| REQUIREMENT |
Rewrite the listing below, swapping every occurrence of "Indicate with a point" for "Place a point on" and keeping everything else unchanged.

Excerpts from location labeling data

────────

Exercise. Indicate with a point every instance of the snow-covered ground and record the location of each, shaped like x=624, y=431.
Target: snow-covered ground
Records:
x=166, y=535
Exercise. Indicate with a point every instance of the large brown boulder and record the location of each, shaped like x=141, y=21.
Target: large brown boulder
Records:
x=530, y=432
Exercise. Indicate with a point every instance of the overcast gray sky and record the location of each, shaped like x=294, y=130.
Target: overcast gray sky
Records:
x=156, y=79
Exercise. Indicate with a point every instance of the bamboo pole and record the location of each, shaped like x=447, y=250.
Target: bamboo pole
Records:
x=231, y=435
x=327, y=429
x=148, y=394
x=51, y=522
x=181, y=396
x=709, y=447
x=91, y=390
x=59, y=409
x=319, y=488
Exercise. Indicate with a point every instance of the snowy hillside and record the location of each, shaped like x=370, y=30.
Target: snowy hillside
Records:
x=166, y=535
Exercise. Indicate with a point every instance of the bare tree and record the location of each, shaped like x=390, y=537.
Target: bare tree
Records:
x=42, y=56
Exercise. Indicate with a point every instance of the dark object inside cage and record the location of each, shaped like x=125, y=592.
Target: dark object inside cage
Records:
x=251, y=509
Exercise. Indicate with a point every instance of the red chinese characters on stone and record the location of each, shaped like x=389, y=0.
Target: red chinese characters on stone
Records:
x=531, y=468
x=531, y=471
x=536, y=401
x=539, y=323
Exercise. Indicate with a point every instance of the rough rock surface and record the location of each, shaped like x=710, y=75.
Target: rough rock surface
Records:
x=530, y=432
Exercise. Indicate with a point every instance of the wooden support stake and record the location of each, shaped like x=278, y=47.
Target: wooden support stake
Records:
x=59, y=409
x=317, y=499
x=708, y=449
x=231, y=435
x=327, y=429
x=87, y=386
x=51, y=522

────────

| ANSWER FOR THE TASK |
Exercise. Place a point on every instance of the snow-covered ground and record the location of each, shaped like x=624, y=431.
Target: snow-covered ground
Records:
x=166, y=535
Exercise. Place a point on every instance of the large brown boulder and record the location of each, shaped like x=141, y=21.
Target: large brown boulder
Records:
x=530, y=432
Exercise. Place a point on every instance of the overcast gray sky and record the location of each, shaped like x=294, y=130.
Target: overcast gray sky
Records:
x=156, y=79
Exercise. Place a point on every instance of the bamboo pole and record the location of each, shaped like x=447, y=250.
Target: bamboo pole
Records:
x=231, y=435
x=327, y=429
x=148, y=394
x=51, y=522
x=181, y=396
x=709, y=447
x=91, y=390
x=59, y=409
x=319, y=488
Exercise. Place a point on every instance of the snowy hillside and record the location of each, shaped like x=370, y=30.
Target: snowy hillside
Records:
x=166, y=535
Exercise. Place a point on every instance of the bare tree and record the location of each, shaped like x=390, y=537.
Target: bare tree
Records:
x=42, y=56
Exercise. Place a point on every instance of the dark object inside cage and record the location of each, shaped like x=125, y=592.
Target: dark object inside cage
Records:
x=251, y=509
Exercise. Place a point on every instance of the red chinese characters on stone and record the location of each, shaped like x=389, y=0.
Target: red chinese characters on stone
Records:
x=531, y=468
x=531, y=471
x=536, y=401
x=539, y=323
Exercise. Place a point on every instance of the rough rock surface and record the location of each, shaped like x=710, y=75.
Target: rough rock surface
Records:
x=530, y=432
Exercise. Place a point on every instance of the wooden support stake and record the location of each, shaped like x=278, y=47.
Target: wooden support stake
Records:
x=59, y=409
x=317, y=499
x=708, y=449
x=231, y=435
x=327, y=429
x=87, y=386
x=51, y=522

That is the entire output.